[Point annotation dataset records]
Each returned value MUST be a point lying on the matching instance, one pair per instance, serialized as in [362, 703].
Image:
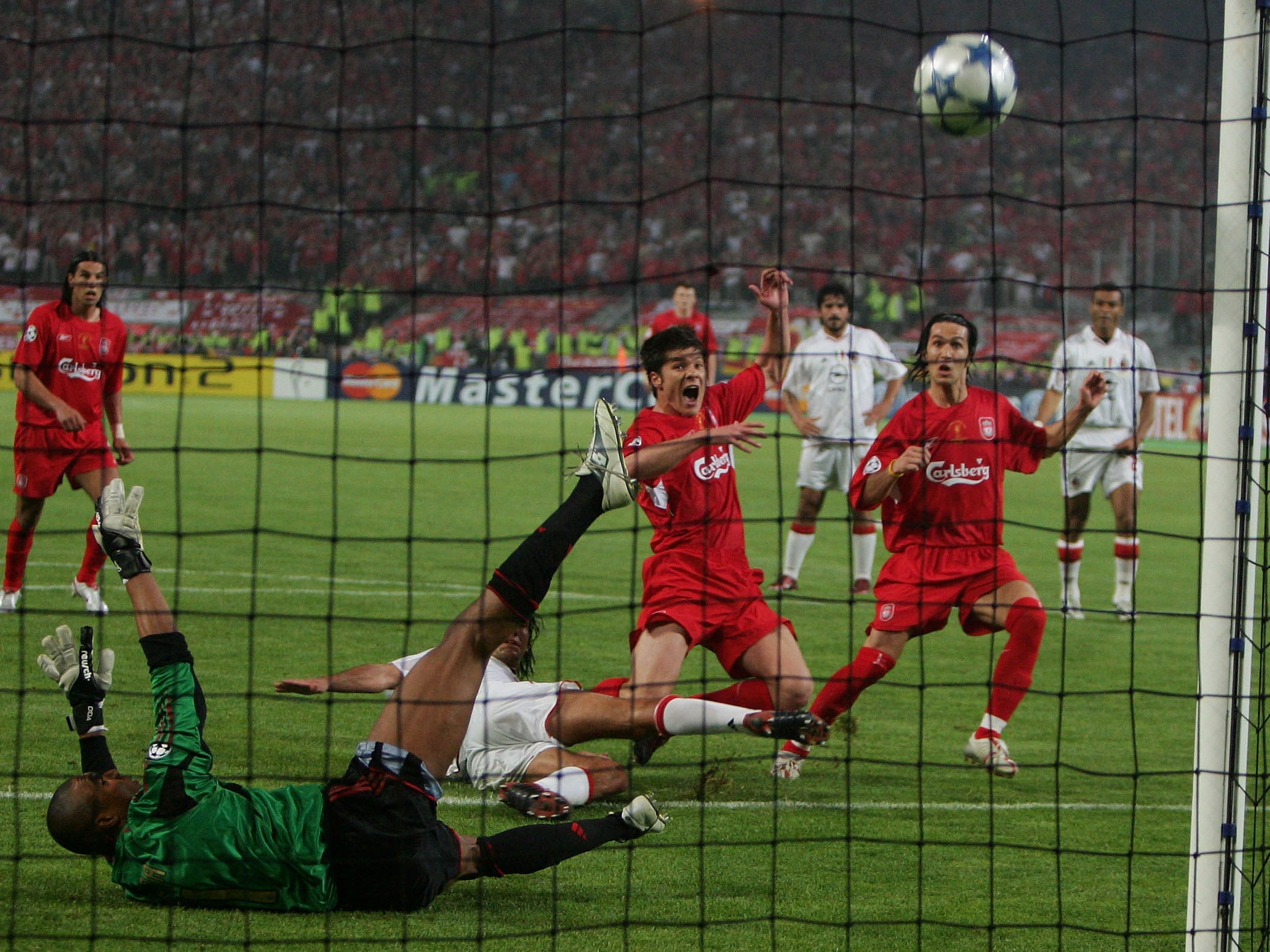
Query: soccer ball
[966, 85]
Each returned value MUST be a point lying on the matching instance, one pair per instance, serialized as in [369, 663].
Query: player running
[519, 730]
[370, 840]
[699, 587]
[68, 369]
[937, 470]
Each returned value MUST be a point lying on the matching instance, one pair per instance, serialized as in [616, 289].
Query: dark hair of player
[1107, 286]
[920, 371]
[833, 288]
[658, 348]
[525, 669]
[71, 821]
[80, 257]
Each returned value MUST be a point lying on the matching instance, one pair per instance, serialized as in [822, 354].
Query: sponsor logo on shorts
[714, 467]
[958, 474]
[79, 371]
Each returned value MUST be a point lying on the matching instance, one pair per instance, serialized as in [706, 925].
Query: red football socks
[842, 690]
[1012, 676]
[93, 560]
[16, 556]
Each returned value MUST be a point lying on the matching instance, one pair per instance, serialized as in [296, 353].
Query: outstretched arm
[773, 294]
[362, 679]
[1060, 432]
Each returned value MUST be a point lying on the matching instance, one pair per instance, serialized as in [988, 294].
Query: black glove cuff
[86, 719]
[130, 563]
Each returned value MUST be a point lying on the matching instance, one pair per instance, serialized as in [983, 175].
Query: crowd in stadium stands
[428, 166]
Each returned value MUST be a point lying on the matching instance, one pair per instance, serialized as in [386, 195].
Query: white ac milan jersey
[833, 381]
[1128, 366]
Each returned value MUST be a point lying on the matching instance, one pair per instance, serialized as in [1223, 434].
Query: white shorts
[504, 737]
[821, 462]
[1093, 462]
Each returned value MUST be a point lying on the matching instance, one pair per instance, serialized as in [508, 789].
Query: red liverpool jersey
[696, 503]
[78, 361]
[958, 499]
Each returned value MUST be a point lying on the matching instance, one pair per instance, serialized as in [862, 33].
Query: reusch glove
[119, 532]
[73, 669]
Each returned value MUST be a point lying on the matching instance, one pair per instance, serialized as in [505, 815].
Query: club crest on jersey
[79, 371]
[714, 467]
[958, 474]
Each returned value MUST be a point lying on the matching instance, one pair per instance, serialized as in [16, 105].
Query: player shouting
[699, 587]
[937, 470]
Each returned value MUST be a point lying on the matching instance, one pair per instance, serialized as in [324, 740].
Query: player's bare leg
[1017, 608]
[874, 661]
[84, 586]
[801, 537]
[22, 532]
[559, 780]
[778, 659]
[1124, 508]
[1071, 548]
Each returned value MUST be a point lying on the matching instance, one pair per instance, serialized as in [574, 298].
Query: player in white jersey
[830, 397]
[1106, 451]
[519, 730]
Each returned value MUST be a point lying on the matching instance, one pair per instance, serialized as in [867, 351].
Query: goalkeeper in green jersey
[367, 841]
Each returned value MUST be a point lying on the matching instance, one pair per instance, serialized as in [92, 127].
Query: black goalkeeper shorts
[385, 846]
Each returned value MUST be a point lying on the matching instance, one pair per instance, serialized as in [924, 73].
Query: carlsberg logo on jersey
[714, 467]
[958, 474]
[79, 371]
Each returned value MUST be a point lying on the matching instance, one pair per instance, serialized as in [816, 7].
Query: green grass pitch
[296, 539]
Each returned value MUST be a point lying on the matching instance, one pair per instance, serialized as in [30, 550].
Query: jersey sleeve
[36, 340]
[180, 763]
[1145, 361]
[737, 399]
[887, 447]
[1026, 442]
[112, 376]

# Exercise instructions
Can you update the material so that every "Query" reads "Target", with everything else unchanged and the pictures left out of your answer?

# Result of this exercise
Each returned value MUST be a point lying on the matching instance, one pair per instance, serialized as in [362, 703].
Image:
Target: soccer ball
[966, 85]
Each returned value MUST be a point lying on the matching instance, one pair per instance, serialized as in [369, 663].
Target: player running
[519, 730]
[370, 840]
[699, 587]
[68, 369]
[937, 470]
Each returned value MUST be a point lying on the matching instance, one pair per instance, serialized as in [616, 289].
Target: dark hair of player
[1107, 286]
[920, 371]
[833, 288]
[658, 348]
[525, 669]
[71, 821]
[80, 257]
Each returned value MUST be a point lying on the matching instance, one pair per instance, serialized as in [822, 354].
Target: sponsor logo on shorts
[714, 467]
[958, 474]
[79, 371]
Each returned value MUST be a point lying on the matching instance, one pair per instance, serialized as in [706, 925].
Target: red football socks
[842, 690]
[1012, 676]
[93, 560]
[16, 556]
Each returned value MUST be a point lying on the matching instance, one pair per instance, serialized as in [296, 353].
Target: outstretched arm
[773, 294]
[362, 679]
[1060, 432]
Each returned value MUST be a point lying on the matching instance, one pair per instance, serialized as in [988, 294].
Target: black glove cuff
[86, 719]
[130, 563]
Each returned value MUST be a point lying on the matching instance, one pair per instance, serialized as in [983, 175].
Target: crowd in stadium stands
[428, 166]
Each returned value MUST be a point lying on the matching instance, one pair per instance, serialized as in [386, 195].
Target: white ac milan jersey
[833, 381]
[1128, 366]
Each returned value MUST be a point lying on the matching instance, one pair per instance, serialized as in [1223, 434].
Target: white shorts
[504, 737]
[821, 462]
[1093, 462]
Each returned value MUST be a point lying on the matching instance, one pair per instance, serialized as in [508, 789].
Target: red liverpool jersey
[696, 503]
[78, 361]
[958, 499]
Each returned value MUST be a point lying on the matching instance, one pair per instance, serialized as in [862, 33].
Target: reusch glove
[119, 532]
[73, 669]
Each returned value MUST be a point lying on the matching instance, one pair per instance, serialized as in [505, 815].
Target: club crest on jersey
[79, 371]
[714, 467]
[958, 474]
Each returned value MUST be a point lying on the matching instance, one pair per instance, serialized as in [16, 105].
Target: player shouting
[699, 587]
[937, 470]
Each returned value MUST be a point lying on the matching instance, one pair per instance, serialized as in [324, 740].
Target: player's bare leg
[1017, 608]
[874, 661]
[84, 586]
[801, 537]
[22, 532]
[559, 780]
[778, 659]
[1124, 508]
[1071, 548]
Each returned value MUST be a point lying on the matching instance, one pair per instance, serialized as in [574, 298].
Target: player in white jersey
[830, 397]
[1106, 451]
[519, 730]
Each returned value MUST be a point lying on the matching instance, one pair per instance, serialized as in [867, 351].
Target: goalkeeper in green jersey
[367, 841]
Each returned value MUST be a point lying on the matching instance, one pair per instance, serialized as in [92, 127].
Target: black goalkeeper shorts
[385, 846]
Each returned value MUST be a point lying on the matching instance, one pair per instance, serialized as in [924, 73].
Target: carlsberg logo on jersey
[714, 467]
[958, 474]
[79, 371]
Each returned value MUST be a point lying on the matching instance, one pair per instance, serialized as in [816, 7].
Target: green grass pitch
[296, 539]
Each returned value MUST be a point lying on the matching instance, one pair per instance, serialized as in [30, 550].
Target: jersey sleeve
[36, 340]
[180, 763]
[1145, 361]
[737, 399]
[887, 447]
[1026, 442]
[112, 376]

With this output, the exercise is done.